■ **Your objective**: Copy all of the records below word for word, and leave the pictures out of your copy.

■ **Data section**:
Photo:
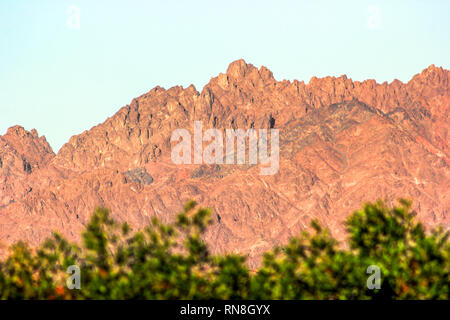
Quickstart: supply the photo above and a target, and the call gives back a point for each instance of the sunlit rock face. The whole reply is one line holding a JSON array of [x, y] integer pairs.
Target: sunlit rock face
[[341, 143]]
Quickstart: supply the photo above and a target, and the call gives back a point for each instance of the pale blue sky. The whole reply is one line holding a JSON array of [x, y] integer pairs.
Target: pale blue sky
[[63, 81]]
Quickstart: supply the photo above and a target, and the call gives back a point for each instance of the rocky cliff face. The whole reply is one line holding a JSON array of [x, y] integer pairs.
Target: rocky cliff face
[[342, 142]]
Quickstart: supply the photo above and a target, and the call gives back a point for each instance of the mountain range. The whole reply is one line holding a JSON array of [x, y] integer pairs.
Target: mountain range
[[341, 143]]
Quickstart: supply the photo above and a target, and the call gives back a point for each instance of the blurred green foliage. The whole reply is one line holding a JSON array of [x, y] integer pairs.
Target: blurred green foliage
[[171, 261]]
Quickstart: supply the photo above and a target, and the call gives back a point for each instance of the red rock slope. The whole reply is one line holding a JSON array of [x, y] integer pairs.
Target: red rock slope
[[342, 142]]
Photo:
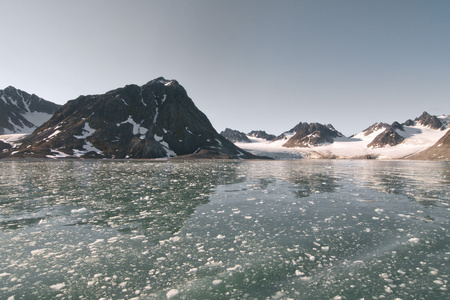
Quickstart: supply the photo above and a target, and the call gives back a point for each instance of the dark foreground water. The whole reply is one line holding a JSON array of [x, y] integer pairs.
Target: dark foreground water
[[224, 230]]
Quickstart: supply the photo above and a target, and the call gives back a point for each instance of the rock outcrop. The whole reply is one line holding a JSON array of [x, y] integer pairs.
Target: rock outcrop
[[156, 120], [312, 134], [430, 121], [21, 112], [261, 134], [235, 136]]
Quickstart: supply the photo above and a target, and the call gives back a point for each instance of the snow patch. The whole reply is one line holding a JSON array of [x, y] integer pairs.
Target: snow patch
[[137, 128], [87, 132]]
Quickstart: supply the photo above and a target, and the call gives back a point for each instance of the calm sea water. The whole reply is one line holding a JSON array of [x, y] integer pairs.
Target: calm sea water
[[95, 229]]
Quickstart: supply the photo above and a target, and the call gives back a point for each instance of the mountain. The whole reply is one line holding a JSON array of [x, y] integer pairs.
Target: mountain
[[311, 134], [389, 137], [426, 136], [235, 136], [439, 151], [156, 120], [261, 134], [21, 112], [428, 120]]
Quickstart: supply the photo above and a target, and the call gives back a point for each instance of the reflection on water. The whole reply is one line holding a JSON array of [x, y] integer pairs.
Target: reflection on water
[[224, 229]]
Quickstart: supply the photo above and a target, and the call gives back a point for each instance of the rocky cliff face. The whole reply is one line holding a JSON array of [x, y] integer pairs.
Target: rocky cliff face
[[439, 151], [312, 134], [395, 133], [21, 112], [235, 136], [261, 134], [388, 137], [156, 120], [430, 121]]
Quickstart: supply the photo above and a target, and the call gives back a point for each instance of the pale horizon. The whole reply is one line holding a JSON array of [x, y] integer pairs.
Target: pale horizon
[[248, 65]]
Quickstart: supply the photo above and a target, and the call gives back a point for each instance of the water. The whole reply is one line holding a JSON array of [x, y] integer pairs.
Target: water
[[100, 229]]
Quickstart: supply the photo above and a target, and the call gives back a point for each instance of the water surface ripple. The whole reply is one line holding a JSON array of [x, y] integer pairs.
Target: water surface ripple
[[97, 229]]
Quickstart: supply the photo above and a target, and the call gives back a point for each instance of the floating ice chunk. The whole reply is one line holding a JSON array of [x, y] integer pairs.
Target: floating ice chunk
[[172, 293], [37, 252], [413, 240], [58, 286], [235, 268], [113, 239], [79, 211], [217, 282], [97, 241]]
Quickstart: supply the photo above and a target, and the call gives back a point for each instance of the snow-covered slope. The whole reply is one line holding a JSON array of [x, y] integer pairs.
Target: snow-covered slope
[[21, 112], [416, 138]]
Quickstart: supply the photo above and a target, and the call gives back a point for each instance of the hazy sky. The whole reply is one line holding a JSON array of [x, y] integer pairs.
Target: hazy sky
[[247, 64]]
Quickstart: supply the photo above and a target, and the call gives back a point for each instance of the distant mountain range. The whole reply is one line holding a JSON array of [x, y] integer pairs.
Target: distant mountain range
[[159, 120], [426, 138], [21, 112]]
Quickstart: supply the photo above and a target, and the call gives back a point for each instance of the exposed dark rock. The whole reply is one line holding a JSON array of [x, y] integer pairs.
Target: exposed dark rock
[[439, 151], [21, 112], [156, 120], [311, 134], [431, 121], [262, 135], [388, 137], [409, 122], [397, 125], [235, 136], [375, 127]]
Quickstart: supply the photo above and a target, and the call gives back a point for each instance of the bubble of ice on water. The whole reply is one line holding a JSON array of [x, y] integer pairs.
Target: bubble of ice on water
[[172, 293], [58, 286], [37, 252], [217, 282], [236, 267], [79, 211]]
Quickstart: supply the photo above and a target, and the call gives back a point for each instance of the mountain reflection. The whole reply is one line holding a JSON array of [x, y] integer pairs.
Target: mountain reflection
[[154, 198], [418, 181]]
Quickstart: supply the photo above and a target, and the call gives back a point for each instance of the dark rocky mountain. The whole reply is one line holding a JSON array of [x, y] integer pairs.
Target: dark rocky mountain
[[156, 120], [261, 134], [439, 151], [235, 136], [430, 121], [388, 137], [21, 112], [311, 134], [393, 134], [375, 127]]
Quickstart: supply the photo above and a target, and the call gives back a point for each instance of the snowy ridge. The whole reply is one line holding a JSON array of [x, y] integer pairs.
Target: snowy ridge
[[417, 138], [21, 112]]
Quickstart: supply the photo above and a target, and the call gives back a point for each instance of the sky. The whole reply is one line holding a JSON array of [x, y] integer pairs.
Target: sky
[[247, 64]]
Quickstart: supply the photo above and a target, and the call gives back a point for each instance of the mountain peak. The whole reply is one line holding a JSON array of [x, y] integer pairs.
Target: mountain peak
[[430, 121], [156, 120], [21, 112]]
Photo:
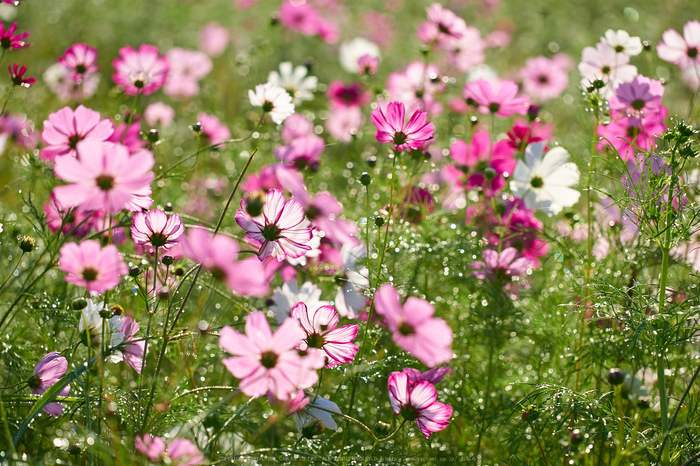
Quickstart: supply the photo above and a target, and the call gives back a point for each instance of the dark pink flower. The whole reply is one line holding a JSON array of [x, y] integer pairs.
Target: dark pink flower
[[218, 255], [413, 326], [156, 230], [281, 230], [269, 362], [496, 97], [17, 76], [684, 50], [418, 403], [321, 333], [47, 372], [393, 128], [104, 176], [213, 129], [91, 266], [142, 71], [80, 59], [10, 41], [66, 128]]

■ **Solution for this problem**:
Photo:
Quickstart: supply the photo above and a target, and the call gives back a point for each instance of the sunlit rock face. The whole reply is one line holding a JSON array of [x, y] integer pairs.
Target: sunlit rock face
[[341, 143]]
Quickstart: supply the photo above and a target, and the call gives back a point for each instance of the pale blue sky. The whole reply is one line holding a JSON array of [x, y] integer pairs.
Target: pale blue sky
[[63, 81]]
Quickstart: supply the photo above and a target, and the call gives back a point for each instance of the rocky cliff face. The whole reply is one line holding a JSON array of [x, y] integer pairs.
Target: rocky cliff face
[[342, 142]]
Quickstart: supply the photo above and a target, and the call gives back a point for each instance of the mountain range. The whole reply is one line holding a JSON array of [x, y] integer pairs.
Target: mountain range
[[341, 143]]
Quickstart: supply the photo above and a target, and the call gives back a point for each instance of the blurred green foliage. The whole reply is one line holding a JSON array of [x, y] integer pairs.
Target: blurred green foliage
[[171, 261]]
Quickstart: supply the photo above and a target, and the call gives back a point for each instance of the red rock slope. The whole reply is one line holding a JSON array of [x, y] integer pairs.
Target: red rock slope
[[342, 142]]
Photo:
Quickstart: supply the photo above and a target, and the call gives back a point for each instance of the dark foreground water. The whole reply is one line holding a JSON array of [x, y] integer pairs.
Target: dark foreground water
[[224, 230]]
Quickstart: supply the photo above and a target, and the call gives back a point for each instance of the rock outcrop. The whole reply is one line holding a JSON array of [x, y] integer pairs.
Target: rock outcrop
[[156, 120], [312, 134], [430, 121], [21, 112], [261, 134], [235, 136]]
Quickstart: supply the photo above and a target, and the call gives back a point for each instance of the snow patch. The whole reply is one line holding a JSON array of [x, y] integer pairs.
Target: snow patch
[[137, 128], [87, 132]]
Quickstart: supply the photo above and a target, and the call gives back a point for each instance of the calm sea water. The whole reply is one line holding a JSON array of [x, y] integer pairs.
Target: calm sea water
[[95, 229]]
Quickstart: supply the photo above and a target, and the call gives back a point for each instance of the mountain. The whole reply is one line holding a JSON array of [x, y] integer pairs.
Target: mountain
[[311, 134], [389, 137], [426, 136], [235, 136], [439, 151], [156, 120], [261, 134], [21, 112], [428, 120]]
Quickstart: supply the photo above and a target, and the call gives back a point for each instance of the reflection on water. The whole reply is one line holding a JSON array of [x, y] integer pairs.
Target: reflection on water
[[224, 229]]
Quickstart: supply the photo above and a target, and the call gives back a point for each instance of the rocky cliff face. The whole reply is one line holding a JSON array of [x, y] integer pairs.
Target: rocky cliff face
[[439, 151], [312, 134], [395, 133], [21, 112], [235, 136], [261, 134], [388, 137], [156, 120], [430, 121]]
Quickstart: supply the photo above and a target, and the call gives back a point for each instance of the pale horizon. The whole reply is one line holding a JSON array of [x, y] integer pairs.
Target: pale horizon
[[248, 65]]
Quickstart: supply the photo above and a target, and the call gives back a point for each instance of the water. The whole reply is one line holding a JSON array of [x, y] integer pairs.
Target: water
[[100, 229]]
Quickstart: supply the photo above and a target, and the call gives back a point for each instance of the water surface ripple. The whole reply is one line holding a JSON array of [x, y] integer pairs.
Target: water surface ripple
[[97, 229]]
Quickstart: supply the photo above and a target, and the call gives back a point for each instance of the floating ice chunk. The whole reply is one line holding a JSON array of [x, y] integer pairs.
Target: floating ice chunk
[[172, 293], [37, 252], [413, 240], [58, 286], [235, 268], [113, 239], [79, 211], [217, 282], [97, 241]]
Quickstart: supply the photo above and a target, and the call gives back a point for each instance of the snow-covered slope. The whole reply is one line holding a JSON array of [x, y] integer pairs.
Target: snow-covered slope
[[21, 112], [416, 138]]
Quickstart: supply the photo above and a target, and the call gives back a point for each instance of the hazy sky. The whole reply is one line holding a JSON array of [x, y] integer pairs.
Target: hazy sky
[[247, 64]]
Quickstart: supply the photo above and a target, and the call gives back a point for each instance of the distant mountain range. The whole reply is one line holding a JSON array of [x, y] integer pairs.
Target: distant mountain range
[[159, 120], [426, 138], [21, 112]]
Quickstart: supply the photo above and a target, and the call gives back a point for each instance of the exposed dark rock. The whole reply is one line holding a JSON array of [x, y] integer pairs.
Target: exposed dark rock
[[439, 151], [21, 112], [156, 120], [311, 134], [431, 121], [262, 135], [388, 137], [409, 122], [397, 125], [235, 136], [375, 127]]
Quickstart: supply the photo above and a target, and the call gives back a point for each instance of the bubble of ice on water. The whole reply is one line holding a JSON array of [x, y] integer pairs.
Target: bubble of ice on water
[[172, 293], [58, 286], [37, 252], [217, 282], [236, 267], [79, 211]]
Quickstart: supply the photo above and a target, and the call gives back a point for each instance of the mountain reflection. The whole reply is one line holding a JSON array of [x, y] integer pairs.
Target: mountain reflection
[[154, 198], [418, 181]]
Quickstart: supply the photo above and a target, and the call gives back a point for each instance of the dark rocky mountain. The whole reply is one line holding a JSON array of [x, y] integer pairs.
Target: dark rocky mountain
[[156, 120], [261, 134], [439, 151], [235, 136], [430, 121], [388, 137], [21, 112], [311, 134], [393, 134], [375, 127]]
Quickstart: supply the photo above and a target, and the call gives back a point for each instance of the snowy ridge. The whole reply is one line holding a JSON array of [x, y] integer pairs.
Target: snowy ridge
[[417, 138], [21, 112]]
Quickstart: supply the photo above and a target, and the call gives back a point for each instance of the sky. The whole reply is one line holding a JSON array of [x, y] integer pairs.
Target: sky
[[247, 64]]
Quickstart: supply the photo above and a target, and the call gives back a point for each instance of the mountain peak. The whole reply is one line holding a JSON array of [x, y] integer pairs.
Target: mountain peak
[[430, 121], [156, 120], [21, 112]]
Photo:
Quickstart: supply the photo above and a target, and the call gives back a point for each instance of the dark pink flower. The whole reply is one line holding a JSON array of [x, y] integer pairs.
Target: dark pink flower
[[218, 255], [413, 326], [156, 230], [281, 230], [269, 362], [496, 97], [17, 76], [684, 50], [418, 403], [321, 333], [47, 372], [393, 128], [104, 176], [213, 129], [91, 266], [142, 71], [80, 59], [10, 41], [66, 128]]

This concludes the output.